● EXERCISE
Reproduce each line of the listing below word for word.

#### DATA FOR PROCESSING ####

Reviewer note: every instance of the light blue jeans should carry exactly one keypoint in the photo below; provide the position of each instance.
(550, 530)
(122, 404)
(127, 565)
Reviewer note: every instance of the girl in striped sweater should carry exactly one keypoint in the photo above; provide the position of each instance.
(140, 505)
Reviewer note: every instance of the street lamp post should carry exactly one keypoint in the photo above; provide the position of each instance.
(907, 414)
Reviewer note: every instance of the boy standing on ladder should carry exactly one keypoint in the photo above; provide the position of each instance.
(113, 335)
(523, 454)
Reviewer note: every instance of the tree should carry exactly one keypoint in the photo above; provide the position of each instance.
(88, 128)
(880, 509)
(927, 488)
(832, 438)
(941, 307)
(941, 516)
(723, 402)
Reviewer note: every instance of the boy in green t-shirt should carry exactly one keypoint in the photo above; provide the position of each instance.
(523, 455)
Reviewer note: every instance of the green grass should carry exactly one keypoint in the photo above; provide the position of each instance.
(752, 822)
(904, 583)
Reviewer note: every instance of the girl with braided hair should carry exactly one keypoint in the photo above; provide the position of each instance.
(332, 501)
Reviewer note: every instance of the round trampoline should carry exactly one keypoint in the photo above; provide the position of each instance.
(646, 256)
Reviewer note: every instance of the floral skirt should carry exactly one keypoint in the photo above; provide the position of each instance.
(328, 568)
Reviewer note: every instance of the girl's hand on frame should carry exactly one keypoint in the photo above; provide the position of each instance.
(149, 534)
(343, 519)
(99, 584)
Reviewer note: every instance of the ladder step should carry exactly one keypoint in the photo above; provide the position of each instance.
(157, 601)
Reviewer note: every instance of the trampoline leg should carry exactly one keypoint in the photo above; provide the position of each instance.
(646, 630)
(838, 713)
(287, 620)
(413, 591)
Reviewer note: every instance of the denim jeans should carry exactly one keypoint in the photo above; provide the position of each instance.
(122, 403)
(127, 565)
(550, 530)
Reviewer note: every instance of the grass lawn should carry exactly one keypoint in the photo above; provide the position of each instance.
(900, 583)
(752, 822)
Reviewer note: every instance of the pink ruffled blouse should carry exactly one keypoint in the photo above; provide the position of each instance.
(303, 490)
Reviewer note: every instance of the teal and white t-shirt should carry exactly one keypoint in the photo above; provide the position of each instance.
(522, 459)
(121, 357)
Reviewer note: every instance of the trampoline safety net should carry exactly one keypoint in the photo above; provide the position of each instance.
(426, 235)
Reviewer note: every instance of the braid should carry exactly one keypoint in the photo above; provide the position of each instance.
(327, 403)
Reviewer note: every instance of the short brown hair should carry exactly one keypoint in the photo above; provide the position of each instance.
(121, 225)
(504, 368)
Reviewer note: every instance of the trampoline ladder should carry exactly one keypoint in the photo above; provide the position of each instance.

####

● FINISHED TASK
Reviewer note: every instance of the light blue jeans should carry exactly one keypoint in the photo below; provide the position of each instance.
(550, 530)
(122, 404)
(127, 565)
Reviewer note: every instance of the girl in striped sweater should carry exactly one keypoint in the photo above; provide the position of each instance.
(140, 505)
Reviewer note: every instance of the street lamp post should carry exactly one keypoint in the photo above; provide the position of each instance.
(907, 414)
Reviewer note: every instance of the boy standing on ladder should carry exactly one keypoint in the photo above; provide the position of each instance.
(113, 335)
(523, 454)
Reviewer note: every instance of the tree should carry exactly one keypoint in the photo above; provide the position of each instance.
(88, 128)
(880, 509)
(927, 488)
(832, 438)
(941, 307)
(941, 516)
(723, 402)
Reviewer note: every instance of the boy in green t-shirt should carry exactly one keypoint in the photo above; provide the position of each instance.
(523, 455)
Reviewer note: every instance of the green grass should carry exactly one keypoint in the photo above; provide the position of each instance.
(752, 822)
(904, 583)
Reviewer note: every instance of the girl with braided hair should carry exactly one keypoint in the photo above; provide the position of each instance.
(332, 501)
Reviewer note: every instance of the round trampoline should carry exactly one keypoint in the photo above; provide the position of each instance.
(646, 256)
Reviewer note: every instance of the floral skirt should carry exactly one keypoint in the photo above; provide the position of each instance.
(328, 568)
Reviewer note: every instance of the girl's hand on frame should carry exactly one keypoint in the photo above; provide the position of each instance.
(149, 534)
(343, 519)
(99, 584)
Reviewer note: every instance of the ladder step should carry exactly one keypoint in the photo above; provide the position of each instance.
(157, 601)
Reviewer note: every instance of the trampoline leg should carry exactly one keypoint in the photo above; provide the position of each instance.
(646, 630)
(838, 713)
(287, 620)
(413, 591)
Reviewer note: every instance of the denim jeans should carry exactly one keypoint in the photo above; provide the position of each instance.
(122, 403)
(127, 565)
(550, 530)
Reviewer note: every instance of the grass lawn should carry exactly one keypoint in the photo above; provide the position of each instance.
(900, 583)
(752, 822)
Reviewer note: every instance of the pink ruffled blouse should carry exactly one keypoint in the photo above; provide the position of each instance.
(303, 490)
Reviewer note: every instance of the teal and white t-shirt should carry exactly one keypoint in the photo above; provide the position of each instance.
(522, 459)
(121, 357)
Reviewer note: every instance of the trampoline safety net should carry exactly one keypoint in the photo above; provide the position of each instance.
(426, 235)
Reviewer note: every instance of the braid should carry exactly one keypoint in the photo above; provide the position of each instance.
(327, 403)
Reviewer note: every instance of the short brown hair should carry exactly one keypoint in the photo above; provide the position of each instance.
(121, 225)
(504, 368)
Reviewer note: every instance of the trampoline ladder should carry exactly one keypoint in the photo above; provide the position of each instance.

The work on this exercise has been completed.